CONSIGNE: Relevez toutes les lignes de la liste où figure le mot « image » et recopiez-les. Tenez compte des majuscules et des minuscules.

DONNÉES FOURNIES:

◇ ◇ ◇ ◇

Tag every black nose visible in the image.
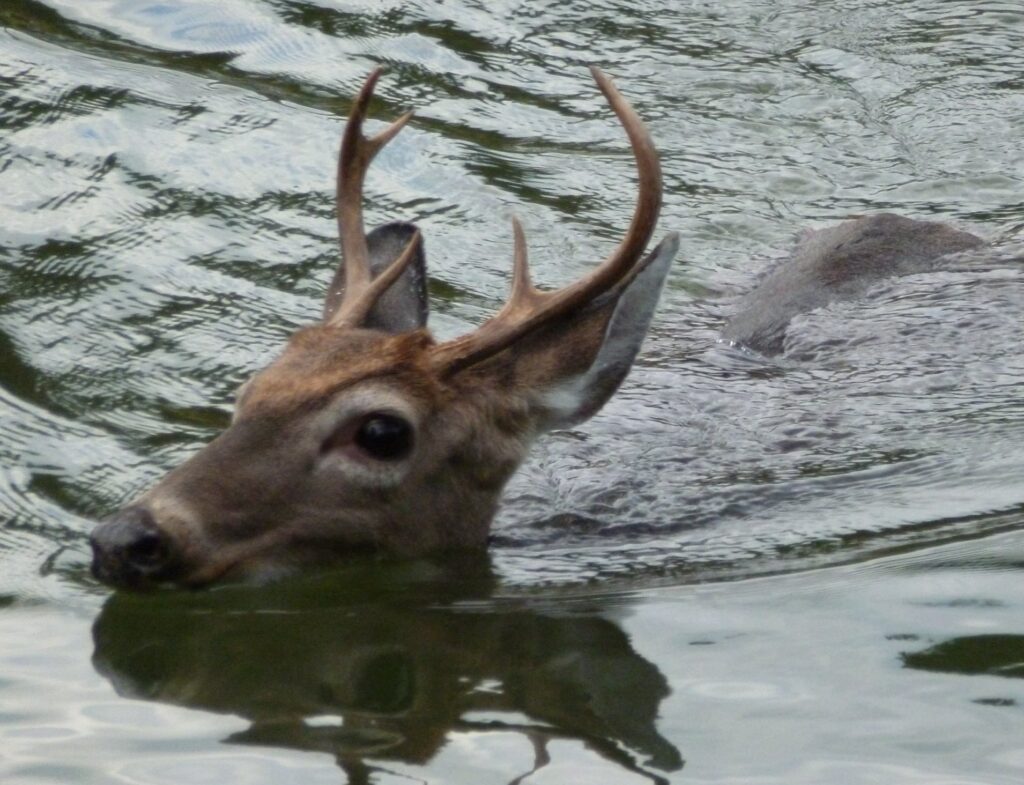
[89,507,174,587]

◇ ◇ ◇ ◇

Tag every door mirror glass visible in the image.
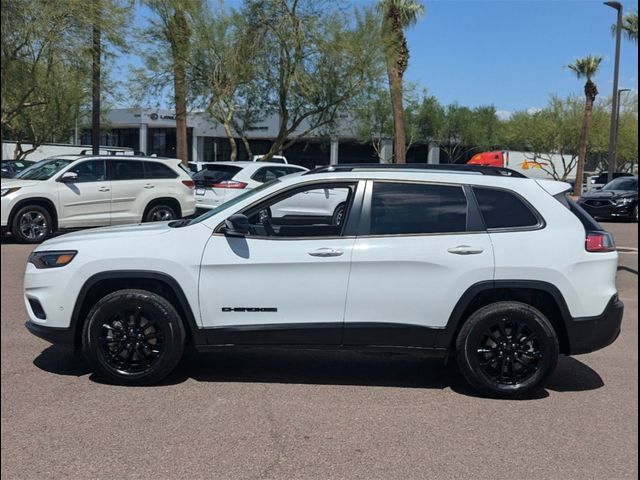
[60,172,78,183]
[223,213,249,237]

◇ ◇ ◇ ◇

RÉSULTAT:
Tag every black nose visible in the image.
Tag every door mirror glass visible in the image.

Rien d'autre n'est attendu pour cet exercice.